* **WHAT TO WORK ON**
Your task is to reproduce the material exactly.
==== AVAILABLE DATA ====
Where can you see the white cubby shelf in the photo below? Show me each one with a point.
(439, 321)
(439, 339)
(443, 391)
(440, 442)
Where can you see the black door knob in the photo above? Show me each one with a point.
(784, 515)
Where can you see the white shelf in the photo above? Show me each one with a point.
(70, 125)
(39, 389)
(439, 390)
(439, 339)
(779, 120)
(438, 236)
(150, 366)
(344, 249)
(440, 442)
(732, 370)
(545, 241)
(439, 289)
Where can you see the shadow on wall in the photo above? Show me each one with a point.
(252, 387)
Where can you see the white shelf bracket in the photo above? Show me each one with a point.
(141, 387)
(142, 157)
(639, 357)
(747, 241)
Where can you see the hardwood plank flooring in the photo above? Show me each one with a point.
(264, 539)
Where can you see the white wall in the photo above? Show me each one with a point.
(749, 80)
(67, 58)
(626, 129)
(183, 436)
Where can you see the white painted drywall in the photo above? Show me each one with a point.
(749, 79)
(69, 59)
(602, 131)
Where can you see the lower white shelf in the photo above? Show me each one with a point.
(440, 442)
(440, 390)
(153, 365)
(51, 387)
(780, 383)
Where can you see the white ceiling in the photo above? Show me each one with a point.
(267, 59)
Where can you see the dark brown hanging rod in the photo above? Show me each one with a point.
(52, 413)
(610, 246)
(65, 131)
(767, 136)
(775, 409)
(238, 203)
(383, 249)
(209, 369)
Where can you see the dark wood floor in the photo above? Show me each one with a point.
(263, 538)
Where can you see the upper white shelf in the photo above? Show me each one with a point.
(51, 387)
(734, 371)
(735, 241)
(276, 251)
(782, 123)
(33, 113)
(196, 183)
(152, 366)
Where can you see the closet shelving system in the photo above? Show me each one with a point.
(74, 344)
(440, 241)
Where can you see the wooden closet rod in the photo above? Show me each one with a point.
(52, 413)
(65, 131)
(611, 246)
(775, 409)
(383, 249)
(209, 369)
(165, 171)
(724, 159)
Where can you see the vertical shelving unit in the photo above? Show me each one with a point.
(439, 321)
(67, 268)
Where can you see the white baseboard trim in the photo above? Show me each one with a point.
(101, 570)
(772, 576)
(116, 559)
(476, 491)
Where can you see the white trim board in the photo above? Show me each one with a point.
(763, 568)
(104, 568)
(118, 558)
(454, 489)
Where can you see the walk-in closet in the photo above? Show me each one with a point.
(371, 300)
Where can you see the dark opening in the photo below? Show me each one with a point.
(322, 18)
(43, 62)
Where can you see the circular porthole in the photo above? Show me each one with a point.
====
* **CORRECT RESPONSE**
Where can you see the white cubby shelf in the photo below? Show me each one with a point.
(439, 321)
(439, 339)
(443, 391)
(440, 442)
Where can you see the black door knob in the photo above? Show me each one with a point.
(784, 515)
Where can you see the white shelf in the photo above? Show me each one with a point.
(70, 125)
(39, 389)
(439, 390)
(439, 339)
(779, 120)
(438, 236)
(150, 366)
(344, 249)
(440, 442)
(732, 370)
(545, 241)
(439, 289)
Where can you see the shadow on wall in the photo above? Show me each one with a point.
(252, 387)
Where can you see the white shelf bracket in the photo above? Show me each one with a point.
(141, 387)
(142, 157)
(639, 357)
(747, 241)
Where can you see the hardwood plank flooring in the photo above? Show me each one with a point.
(264, 539)
Where can you see the white wall in the photo above? Show me each one with a point.
(749, 80)
(67, 58)
(626, 129)
(183, 436)
Where can you see the white painted drywall in the photo above? Show me each one with a point.
(749, 79)
(69, 59)
(602, 131)
Where can you see the lower white shelf in the photo above? Show me each one with a point.
(440, 442)
(440, 390)
(153, 365)
(51, 387)
(780, 383)
Where can you see the white ceiling in the photo above? Show me each one with a point.
(267, 59)
Where can you see the dark brown hanging rod in the photo above? Show me each one with a point.
(52, 413)
(610, 246)
(65, 131)
(767, 136)
(775, 409)
(238, 203)
(383, 249)
(209, 369)
Where can you see the dark wood floor in the photo above? Show me each one with a point.
(263, 538)
Where can you see the upper white shelf in the photo above? Show me each one with a point.
(51, 387)
(734, 371)
(735, 241)
(276, 251)
(782, 123)
(33, 113)
(196, 183)
(152, 366)
Where can you see the closet shelving system in the photo above? Show me each one with a point.
(74, 344)
(440, 241)
Where can you see the wooden closet rod in the photo above? Show me each one with a point.
(52, 413)
(65, 131)
(611, 246)
(775, 409)
(383, 249)
(209, 369)
(165, 171)
(724, 159)
Where can you see the vertical shelving unit in the photo above? Show me each one with a point.
(439, 321)
(67, 268)
Where can you see the white baseboard trim in the photo above? Show me each one with a point.
(101, 570)
(772, 576)
(116, 559)
(476, 491)
Where can you see the white trim board in the photo above? Show me each one with a point.
(763, 568)
(104, 568)
(118, 558)
(454, 489)
Where can you see the walk-in closet in the photo above? Show me each one with a point.
(371, 300)
Where can you see the dark opening in the photo below? Show me each one with a point.
(322, 18)
(43, 62)
Where can you see the circular porthole in the photo above? Show me each one with a point.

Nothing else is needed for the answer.